[Referring expression pointing data]
◇ ◇ ◇ ◇ ◇

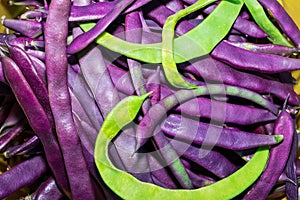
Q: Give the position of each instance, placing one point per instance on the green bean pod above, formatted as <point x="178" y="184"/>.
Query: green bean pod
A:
<point x="222" y="17"/>
<point x="134" y="189"/>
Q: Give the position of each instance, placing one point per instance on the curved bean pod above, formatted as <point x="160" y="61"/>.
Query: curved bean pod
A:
<point x="36" y="83"/>
<point x="150" y="120"/>
<point x="25" y="27"/>
<point x="37" y="119"/>
<point x="278" y="156"/>
<point x="260" y="62"/>
<point x="83" y="40"/>
<point x="56" y="32"/>
<point x="263" y="21"/>
<point x="182" y="129"/>
<point x="151" y="53"/>
<point x="202" y="107"/>
<point x="284" y="20"/>
<point x="26" y="146"/>
<point x="168" y="62"/>
<point x="212" y="69"/>
<point x="30" y="171"/>
<point x="47" y="190"/>
<point x="266" y="48"/>
<point x="115" y="178"/>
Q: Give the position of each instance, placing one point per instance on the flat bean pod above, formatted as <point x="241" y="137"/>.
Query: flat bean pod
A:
<point x="37" y="119"/>
<point x="211" y="69"/>
<point x="115" y="178"/>
<point x="27" y="28"/>
<point x="156" y="112"/>
<point x="56" y="32"/>
<point x="286" y="23"/>
<point x="202" y="107"/>
<point x="207" y="134"/>
<point x="278" y="157"/>
<point x="30" y="171"/>
<point x="260" y="62"/>
<point x="264" y="22"/>
<point x="151" y="53"/>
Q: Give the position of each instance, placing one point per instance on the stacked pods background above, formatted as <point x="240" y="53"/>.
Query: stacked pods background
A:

◇ ◇ ◇ ◇ ◇

* [ASSIGNMENT]: Whenever a picture appears, leave it out, and return every record exactly.

* [EXERCISE OUTPUT]:
Q: Give the position of each instance, placing one point per instance on the green bean pod above, formatted as <point x="178" y="184"/>.
Query: green bean pod
A:
<point x="222" y="17"/>
<point x="134" y="189"/>
Q: Give the position of each instance, placing one point per instance on the curved bean pod above, formatted as <point x="160" y="61"/>.
Query: curved bean pod
A:
<point x="36" y="83"/>
<point x="150" y="120"/>
<point x="25" y="27"/>
<point x="37" y="119"/>
<point x="278" y="156"/>
<point x="260" y="62"/>
<point x="83" y="40"/>
<point x="56" y="32"/>
<point x="263" y="21"/>
<point x="182" y="129"/>
<point x="151" y="53"/>
<point x="202" y="107"/>
<point x="284" y="20"/>
<point x="26" y="146"/>
<point x="168" y="62"/>
<point x="212" y="69"/>
<point x="30" y="171"/>
<point x="47" y="190"/>
<point x="266" y="48"/>
<point x="115" y="178"/>
Q: Give the position of each instance, placing one point per instance on the flat bean pod above, formatted as <point x="241" y="137"/>.
Query: flat bean pod
A:
<point x="37" y="119"/>
<point x="211" y="69"/>
<point x="115" y="178"/>
<point x="27" y="28"/>
<point x="156" y="112"/>
<point x="56" y="32"/>
<point x="286" y="23"/>
<point x="202" y="107"/>
<point x="207" y="134"/>
<point x="278" y="157"/>
<point x="30" y="171"/>
<point x="260" y="62"/>
<point x="264" y="22"/>
<point x="151" y="53"/>
Q: Give the position of each instance, placing one point per instance on the stacked pods background above, formatted as <point x="240" y="53"/>.
Query: stacked pods background
A:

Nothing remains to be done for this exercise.